BEGIN
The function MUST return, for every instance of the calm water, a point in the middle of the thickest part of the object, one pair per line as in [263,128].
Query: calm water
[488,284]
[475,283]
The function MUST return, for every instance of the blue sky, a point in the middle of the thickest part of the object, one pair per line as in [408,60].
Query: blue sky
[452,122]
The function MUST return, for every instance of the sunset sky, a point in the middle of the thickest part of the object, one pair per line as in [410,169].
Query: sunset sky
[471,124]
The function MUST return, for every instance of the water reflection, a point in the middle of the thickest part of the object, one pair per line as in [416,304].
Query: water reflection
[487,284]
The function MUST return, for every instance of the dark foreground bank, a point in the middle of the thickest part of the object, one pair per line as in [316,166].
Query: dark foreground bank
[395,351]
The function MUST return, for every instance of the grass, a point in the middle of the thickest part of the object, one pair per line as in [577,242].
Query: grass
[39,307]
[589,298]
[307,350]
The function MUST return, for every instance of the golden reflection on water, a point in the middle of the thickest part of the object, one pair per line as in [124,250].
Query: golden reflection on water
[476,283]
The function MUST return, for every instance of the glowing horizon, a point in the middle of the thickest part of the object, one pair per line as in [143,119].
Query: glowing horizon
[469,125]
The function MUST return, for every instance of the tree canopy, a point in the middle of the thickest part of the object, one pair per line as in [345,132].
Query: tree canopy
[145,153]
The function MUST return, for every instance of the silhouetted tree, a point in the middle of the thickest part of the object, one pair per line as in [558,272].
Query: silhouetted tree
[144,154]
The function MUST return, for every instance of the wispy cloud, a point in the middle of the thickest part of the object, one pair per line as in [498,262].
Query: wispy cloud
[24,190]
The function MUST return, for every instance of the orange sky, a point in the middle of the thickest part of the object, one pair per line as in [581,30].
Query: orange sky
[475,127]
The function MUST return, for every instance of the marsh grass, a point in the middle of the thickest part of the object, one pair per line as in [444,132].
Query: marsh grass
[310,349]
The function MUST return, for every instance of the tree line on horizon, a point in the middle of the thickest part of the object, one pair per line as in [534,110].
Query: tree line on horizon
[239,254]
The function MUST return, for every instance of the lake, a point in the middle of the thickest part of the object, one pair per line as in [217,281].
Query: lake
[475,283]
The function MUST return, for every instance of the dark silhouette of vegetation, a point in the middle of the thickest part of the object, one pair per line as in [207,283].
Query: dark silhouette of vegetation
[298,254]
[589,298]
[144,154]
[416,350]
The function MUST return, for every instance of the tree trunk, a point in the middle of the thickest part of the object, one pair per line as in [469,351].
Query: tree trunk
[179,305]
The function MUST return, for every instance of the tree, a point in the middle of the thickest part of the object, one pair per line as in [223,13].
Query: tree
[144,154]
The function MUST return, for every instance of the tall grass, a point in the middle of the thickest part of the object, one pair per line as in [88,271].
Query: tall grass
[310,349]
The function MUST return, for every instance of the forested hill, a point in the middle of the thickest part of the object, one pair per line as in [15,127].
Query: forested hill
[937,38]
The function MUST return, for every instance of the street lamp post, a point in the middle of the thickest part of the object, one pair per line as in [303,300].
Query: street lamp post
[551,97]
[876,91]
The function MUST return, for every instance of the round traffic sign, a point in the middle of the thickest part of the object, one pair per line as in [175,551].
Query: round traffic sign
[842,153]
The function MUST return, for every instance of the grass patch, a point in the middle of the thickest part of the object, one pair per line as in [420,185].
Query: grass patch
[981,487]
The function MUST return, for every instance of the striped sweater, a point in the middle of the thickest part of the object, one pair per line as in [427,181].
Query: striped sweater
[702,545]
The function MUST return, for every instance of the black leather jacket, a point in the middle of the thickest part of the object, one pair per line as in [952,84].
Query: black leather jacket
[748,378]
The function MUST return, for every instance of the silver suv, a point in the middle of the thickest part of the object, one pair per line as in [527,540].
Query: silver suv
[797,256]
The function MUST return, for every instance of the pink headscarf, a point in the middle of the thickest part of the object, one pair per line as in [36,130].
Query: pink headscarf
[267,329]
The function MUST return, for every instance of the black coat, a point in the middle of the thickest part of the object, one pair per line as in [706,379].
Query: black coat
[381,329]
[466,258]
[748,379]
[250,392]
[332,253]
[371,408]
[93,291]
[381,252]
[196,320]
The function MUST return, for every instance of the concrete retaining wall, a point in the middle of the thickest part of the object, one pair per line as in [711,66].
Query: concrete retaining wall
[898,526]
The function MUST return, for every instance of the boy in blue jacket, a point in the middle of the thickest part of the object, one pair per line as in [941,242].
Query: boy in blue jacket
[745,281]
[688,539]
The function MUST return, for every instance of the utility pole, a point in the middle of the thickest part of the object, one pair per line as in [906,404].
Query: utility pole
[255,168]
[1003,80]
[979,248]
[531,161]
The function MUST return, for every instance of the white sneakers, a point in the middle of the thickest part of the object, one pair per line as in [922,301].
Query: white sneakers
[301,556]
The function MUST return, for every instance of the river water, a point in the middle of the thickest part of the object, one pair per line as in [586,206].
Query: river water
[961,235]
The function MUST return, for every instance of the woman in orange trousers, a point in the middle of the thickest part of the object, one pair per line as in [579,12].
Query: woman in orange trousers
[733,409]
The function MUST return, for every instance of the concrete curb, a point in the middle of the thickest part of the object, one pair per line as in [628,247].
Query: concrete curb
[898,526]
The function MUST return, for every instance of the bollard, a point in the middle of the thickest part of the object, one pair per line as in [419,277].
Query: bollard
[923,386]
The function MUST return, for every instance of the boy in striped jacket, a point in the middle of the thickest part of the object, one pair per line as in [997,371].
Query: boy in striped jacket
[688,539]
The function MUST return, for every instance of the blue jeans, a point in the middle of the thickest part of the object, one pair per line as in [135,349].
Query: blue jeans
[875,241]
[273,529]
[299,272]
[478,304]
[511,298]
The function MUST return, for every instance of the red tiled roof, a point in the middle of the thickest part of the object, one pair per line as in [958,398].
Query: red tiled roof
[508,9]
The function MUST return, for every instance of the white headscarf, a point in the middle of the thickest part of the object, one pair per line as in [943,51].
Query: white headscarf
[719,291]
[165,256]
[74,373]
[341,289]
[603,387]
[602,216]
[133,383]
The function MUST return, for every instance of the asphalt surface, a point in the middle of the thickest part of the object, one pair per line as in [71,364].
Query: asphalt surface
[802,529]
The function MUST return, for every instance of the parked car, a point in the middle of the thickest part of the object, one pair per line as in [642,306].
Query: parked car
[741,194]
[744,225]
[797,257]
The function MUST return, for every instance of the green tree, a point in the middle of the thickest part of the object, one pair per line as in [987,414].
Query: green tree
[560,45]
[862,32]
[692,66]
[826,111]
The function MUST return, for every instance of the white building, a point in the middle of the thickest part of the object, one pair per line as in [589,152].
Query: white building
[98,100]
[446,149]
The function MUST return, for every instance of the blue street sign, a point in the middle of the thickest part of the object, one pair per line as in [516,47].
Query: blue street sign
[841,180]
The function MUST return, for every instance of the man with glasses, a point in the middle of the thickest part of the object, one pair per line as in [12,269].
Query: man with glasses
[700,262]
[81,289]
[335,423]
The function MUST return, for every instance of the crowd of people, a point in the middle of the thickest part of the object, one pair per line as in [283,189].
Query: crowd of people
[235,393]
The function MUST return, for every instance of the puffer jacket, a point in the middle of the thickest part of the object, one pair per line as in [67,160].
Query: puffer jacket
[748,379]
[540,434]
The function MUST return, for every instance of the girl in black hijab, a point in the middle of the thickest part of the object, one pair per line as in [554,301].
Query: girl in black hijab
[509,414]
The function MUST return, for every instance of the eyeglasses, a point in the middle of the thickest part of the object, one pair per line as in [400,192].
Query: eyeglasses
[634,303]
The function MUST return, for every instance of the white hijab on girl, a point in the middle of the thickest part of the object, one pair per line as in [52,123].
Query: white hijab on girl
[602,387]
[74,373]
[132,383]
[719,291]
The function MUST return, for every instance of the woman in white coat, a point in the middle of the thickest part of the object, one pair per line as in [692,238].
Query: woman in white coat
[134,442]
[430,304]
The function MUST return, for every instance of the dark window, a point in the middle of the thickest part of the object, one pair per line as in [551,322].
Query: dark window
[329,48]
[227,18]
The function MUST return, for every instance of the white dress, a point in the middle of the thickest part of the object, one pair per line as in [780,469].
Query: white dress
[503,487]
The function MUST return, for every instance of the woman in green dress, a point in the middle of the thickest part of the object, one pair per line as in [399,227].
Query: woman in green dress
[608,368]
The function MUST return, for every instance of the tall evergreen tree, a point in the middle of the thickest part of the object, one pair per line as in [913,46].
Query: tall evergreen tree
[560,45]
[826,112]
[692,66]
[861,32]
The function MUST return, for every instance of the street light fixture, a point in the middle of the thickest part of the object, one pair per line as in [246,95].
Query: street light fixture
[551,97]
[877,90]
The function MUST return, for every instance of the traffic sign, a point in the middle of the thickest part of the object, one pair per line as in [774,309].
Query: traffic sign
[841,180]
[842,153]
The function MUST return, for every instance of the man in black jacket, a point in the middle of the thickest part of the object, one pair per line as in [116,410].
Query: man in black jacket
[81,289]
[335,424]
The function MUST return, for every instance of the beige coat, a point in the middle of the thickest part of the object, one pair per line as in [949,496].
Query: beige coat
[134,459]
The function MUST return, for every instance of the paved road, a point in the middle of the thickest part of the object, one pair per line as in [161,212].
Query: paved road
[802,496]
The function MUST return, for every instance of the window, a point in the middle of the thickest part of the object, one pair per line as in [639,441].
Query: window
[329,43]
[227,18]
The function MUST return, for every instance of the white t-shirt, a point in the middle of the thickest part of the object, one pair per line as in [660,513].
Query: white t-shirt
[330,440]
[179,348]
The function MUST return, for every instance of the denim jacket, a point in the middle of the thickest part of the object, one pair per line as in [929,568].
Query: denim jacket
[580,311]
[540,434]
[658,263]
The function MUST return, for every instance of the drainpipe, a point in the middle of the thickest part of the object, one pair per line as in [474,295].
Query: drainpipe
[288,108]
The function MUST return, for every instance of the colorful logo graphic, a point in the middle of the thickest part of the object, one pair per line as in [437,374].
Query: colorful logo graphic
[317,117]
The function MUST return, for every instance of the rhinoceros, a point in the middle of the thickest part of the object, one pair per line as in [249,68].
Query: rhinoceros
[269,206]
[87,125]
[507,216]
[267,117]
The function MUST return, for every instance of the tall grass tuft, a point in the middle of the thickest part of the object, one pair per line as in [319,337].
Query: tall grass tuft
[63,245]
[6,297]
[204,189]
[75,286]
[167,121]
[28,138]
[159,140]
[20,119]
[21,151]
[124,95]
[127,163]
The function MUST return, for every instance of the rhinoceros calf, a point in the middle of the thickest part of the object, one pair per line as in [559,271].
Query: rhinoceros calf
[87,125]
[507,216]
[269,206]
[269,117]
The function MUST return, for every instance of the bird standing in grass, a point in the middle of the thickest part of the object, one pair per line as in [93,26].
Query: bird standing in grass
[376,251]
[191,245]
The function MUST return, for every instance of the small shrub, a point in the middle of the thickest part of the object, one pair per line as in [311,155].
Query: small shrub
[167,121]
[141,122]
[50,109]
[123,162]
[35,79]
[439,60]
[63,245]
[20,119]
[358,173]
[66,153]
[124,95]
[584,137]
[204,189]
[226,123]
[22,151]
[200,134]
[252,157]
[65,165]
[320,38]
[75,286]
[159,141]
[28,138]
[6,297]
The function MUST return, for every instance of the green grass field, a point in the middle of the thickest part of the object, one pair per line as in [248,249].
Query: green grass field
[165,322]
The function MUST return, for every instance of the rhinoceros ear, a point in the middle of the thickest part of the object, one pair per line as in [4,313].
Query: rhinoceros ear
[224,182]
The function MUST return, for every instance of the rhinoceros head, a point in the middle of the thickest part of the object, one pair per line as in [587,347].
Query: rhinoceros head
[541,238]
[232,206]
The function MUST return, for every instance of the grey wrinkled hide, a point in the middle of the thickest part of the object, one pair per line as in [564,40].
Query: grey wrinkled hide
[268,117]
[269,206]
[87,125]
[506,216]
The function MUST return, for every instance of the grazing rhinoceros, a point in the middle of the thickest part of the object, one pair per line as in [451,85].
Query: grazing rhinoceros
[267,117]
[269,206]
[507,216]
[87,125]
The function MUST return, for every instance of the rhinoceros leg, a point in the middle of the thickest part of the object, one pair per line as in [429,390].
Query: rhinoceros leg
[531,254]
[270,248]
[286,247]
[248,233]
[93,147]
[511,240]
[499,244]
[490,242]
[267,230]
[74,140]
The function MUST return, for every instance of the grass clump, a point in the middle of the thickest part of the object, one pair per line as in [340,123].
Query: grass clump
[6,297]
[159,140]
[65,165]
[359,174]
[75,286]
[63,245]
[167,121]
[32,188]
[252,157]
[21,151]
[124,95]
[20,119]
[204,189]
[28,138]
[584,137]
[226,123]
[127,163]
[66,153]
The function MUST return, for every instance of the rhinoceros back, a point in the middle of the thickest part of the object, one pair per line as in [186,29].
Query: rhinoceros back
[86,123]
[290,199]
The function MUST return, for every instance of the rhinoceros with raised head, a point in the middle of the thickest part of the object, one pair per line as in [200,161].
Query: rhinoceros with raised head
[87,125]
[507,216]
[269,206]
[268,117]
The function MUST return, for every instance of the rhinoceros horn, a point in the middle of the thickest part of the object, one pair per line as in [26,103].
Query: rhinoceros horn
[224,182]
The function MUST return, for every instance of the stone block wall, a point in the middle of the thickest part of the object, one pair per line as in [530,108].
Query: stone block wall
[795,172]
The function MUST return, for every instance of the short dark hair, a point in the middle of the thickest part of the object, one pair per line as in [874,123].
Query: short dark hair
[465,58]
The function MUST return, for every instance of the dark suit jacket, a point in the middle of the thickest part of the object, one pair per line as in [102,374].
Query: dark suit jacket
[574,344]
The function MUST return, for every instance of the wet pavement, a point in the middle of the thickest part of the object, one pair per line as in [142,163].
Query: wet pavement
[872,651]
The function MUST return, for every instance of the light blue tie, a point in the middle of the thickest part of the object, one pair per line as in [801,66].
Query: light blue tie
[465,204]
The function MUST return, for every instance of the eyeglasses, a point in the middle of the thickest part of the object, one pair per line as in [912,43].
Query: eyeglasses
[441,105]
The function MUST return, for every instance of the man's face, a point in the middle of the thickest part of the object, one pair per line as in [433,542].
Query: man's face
END
### Goal:
From the line that contains "The function MUST return, for every instance of the wet" to the last line of the material above, repeat every line exactly, keeping both the first and the last.

### Written solution:
The function MUST return, for every instance of the wet pavement, a point in the middle of the thickest part of the object, one pair per line as in [142,163].
Query: wet pavement
[872,651]
The function MUST return, for every instance of the light blue tie, a point in the middle of the thickest part of the object, one pair per line as in [801,66].
Query: light blue tie
[465,204]
The function MUST return, for every instance of the eyeglasses, a point in the middle of the thickest part of the object, one pair per line as in [912,43].
Query: eyeglasses
[441,105]
The function MUST return, for every instance of the man's face, a point in the middle of the thickest part of the object, one pair per line as in [433,542].
Query: man's face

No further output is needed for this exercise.